# WHAT YOU WILL DO
The output should be exactly the lines from the one containing "the blue work" through the last line of the records, and only those.

# Natural language region descriptions
____________________
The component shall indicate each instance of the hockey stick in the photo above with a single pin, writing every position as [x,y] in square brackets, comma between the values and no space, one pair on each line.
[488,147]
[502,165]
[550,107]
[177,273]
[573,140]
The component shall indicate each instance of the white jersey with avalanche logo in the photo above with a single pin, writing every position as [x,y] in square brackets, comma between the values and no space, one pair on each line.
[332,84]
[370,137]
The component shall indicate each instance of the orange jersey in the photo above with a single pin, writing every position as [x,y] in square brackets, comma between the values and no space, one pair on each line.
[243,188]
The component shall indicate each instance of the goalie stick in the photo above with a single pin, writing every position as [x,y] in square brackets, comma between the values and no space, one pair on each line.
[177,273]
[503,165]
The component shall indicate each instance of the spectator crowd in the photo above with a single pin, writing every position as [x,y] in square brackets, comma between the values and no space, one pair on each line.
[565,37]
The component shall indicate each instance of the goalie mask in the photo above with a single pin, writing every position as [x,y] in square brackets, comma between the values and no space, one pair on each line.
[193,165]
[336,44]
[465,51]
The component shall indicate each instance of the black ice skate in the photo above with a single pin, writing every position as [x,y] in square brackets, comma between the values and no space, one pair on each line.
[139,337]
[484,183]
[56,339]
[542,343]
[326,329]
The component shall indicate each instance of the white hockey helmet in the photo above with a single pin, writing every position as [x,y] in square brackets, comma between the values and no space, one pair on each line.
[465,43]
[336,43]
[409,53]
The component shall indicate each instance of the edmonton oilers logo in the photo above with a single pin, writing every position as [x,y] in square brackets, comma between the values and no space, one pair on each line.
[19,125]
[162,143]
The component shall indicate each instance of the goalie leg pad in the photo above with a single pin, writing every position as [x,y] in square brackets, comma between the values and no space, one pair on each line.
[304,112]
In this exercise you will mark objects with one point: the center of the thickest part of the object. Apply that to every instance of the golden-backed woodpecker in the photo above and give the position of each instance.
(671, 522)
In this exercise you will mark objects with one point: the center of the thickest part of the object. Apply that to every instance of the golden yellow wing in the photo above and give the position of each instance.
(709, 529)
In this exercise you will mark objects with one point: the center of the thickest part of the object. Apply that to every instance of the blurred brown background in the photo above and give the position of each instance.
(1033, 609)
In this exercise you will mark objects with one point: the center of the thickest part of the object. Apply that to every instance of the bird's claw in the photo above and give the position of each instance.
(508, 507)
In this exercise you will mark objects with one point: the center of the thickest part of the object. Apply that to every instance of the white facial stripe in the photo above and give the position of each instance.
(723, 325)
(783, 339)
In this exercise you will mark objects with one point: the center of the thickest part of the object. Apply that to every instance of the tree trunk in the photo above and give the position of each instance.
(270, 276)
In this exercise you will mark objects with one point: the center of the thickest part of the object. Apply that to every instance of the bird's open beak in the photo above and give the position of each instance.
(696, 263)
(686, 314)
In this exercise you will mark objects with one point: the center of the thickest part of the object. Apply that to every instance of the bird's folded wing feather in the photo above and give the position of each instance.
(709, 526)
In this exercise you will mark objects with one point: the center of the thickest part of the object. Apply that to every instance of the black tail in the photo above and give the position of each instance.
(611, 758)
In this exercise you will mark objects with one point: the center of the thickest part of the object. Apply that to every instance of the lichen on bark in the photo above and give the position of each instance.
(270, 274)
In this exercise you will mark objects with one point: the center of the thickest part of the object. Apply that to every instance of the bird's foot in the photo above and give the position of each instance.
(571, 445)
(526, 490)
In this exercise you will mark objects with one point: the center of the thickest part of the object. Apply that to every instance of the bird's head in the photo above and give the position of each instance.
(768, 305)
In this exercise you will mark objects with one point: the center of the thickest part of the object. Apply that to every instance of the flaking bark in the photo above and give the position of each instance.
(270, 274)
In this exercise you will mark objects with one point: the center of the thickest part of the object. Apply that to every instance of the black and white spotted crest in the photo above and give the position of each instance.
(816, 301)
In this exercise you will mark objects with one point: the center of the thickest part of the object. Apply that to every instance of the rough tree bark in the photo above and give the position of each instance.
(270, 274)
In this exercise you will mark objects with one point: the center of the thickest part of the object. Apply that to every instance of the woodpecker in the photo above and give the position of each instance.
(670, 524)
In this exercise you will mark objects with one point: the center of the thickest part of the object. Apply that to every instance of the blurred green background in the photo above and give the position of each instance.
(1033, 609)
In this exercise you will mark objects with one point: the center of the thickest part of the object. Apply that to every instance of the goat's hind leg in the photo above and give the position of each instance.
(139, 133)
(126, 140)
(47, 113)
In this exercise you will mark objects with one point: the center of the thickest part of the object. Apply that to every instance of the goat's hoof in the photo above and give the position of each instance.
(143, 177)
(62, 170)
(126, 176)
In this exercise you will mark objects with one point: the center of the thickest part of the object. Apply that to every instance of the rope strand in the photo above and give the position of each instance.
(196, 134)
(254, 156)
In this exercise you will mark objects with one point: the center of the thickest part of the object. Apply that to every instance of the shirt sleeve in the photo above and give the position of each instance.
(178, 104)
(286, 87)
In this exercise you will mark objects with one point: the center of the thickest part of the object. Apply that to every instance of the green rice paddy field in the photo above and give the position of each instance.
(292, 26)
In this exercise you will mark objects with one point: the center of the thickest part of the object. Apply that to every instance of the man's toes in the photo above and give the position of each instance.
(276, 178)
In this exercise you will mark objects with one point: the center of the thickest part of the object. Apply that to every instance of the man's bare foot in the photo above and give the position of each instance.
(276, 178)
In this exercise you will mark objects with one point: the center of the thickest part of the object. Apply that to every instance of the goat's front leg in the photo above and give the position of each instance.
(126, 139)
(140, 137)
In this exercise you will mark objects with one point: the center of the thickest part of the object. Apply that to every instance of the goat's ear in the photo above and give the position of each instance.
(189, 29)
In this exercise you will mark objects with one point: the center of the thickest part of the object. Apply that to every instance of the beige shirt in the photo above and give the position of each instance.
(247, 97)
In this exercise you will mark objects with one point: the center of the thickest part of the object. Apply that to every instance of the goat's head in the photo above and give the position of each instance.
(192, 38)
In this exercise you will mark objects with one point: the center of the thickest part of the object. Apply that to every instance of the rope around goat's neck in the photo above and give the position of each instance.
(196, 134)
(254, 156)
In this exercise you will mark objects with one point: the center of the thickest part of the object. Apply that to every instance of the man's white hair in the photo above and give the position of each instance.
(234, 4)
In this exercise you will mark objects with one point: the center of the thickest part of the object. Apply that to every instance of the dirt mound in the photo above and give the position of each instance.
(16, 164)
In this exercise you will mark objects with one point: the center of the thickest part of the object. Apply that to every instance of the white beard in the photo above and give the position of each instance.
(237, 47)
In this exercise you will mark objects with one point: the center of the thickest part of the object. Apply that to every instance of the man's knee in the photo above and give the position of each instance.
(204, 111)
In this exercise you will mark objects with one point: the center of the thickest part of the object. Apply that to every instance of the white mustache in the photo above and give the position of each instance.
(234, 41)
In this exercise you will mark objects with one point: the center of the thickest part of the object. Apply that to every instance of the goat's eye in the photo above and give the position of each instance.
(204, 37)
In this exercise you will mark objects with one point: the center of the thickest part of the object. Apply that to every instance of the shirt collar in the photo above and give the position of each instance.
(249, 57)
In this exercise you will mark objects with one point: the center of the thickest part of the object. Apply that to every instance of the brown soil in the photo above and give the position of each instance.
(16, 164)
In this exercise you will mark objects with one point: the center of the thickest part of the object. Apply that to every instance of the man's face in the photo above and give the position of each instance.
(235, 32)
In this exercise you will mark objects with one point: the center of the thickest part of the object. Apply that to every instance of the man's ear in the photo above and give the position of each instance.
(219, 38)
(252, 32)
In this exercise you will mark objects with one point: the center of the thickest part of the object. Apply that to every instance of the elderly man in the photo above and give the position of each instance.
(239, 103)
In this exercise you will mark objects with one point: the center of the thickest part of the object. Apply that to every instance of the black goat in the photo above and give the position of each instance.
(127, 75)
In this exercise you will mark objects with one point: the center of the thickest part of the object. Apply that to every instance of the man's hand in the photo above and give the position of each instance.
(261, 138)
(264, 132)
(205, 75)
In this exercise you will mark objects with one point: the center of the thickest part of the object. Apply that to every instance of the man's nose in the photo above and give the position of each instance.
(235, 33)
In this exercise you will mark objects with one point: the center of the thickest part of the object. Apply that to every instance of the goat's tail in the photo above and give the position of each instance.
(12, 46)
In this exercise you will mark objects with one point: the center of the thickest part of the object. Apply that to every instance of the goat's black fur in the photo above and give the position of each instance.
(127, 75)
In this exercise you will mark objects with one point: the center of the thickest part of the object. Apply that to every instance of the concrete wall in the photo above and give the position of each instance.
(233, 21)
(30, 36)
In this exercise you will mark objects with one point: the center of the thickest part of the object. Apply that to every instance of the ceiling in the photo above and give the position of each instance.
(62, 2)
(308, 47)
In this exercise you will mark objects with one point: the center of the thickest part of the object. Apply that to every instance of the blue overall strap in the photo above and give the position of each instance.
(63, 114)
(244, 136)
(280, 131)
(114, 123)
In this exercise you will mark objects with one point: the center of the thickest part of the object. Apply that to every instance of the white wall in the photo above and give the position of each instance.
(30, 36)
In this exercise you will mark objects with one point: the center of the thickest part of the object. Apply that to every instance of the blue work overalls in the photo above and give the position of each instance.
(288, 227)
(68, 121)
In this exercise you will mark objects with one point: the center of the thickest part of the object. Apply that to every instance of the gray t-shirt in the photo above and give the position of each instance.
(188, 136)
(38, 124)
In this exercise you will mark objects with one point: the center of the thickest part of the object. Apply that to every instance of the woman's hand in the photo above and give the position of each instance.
____________________
# SOLUTION TO THIS TASK
In this exercise you will mark objects with one point: the center of the thickest part of the object. Apply that to every instance of the blue work overalls in the photo above and give the position of each instance.
(288, 227)
(68, 121)
In this exercise you will mark objects with one point: the center of the thickest part of the object. Apply that to every instance of the gray t-shirt in the photo above and give the position of each instance.
(188, 136)
(38, 124)
In this exercise you will mark objects with one point: the center of the thickest part of the object. Apply that to every instance of the woman's hand in the photo above and give the position of each instance.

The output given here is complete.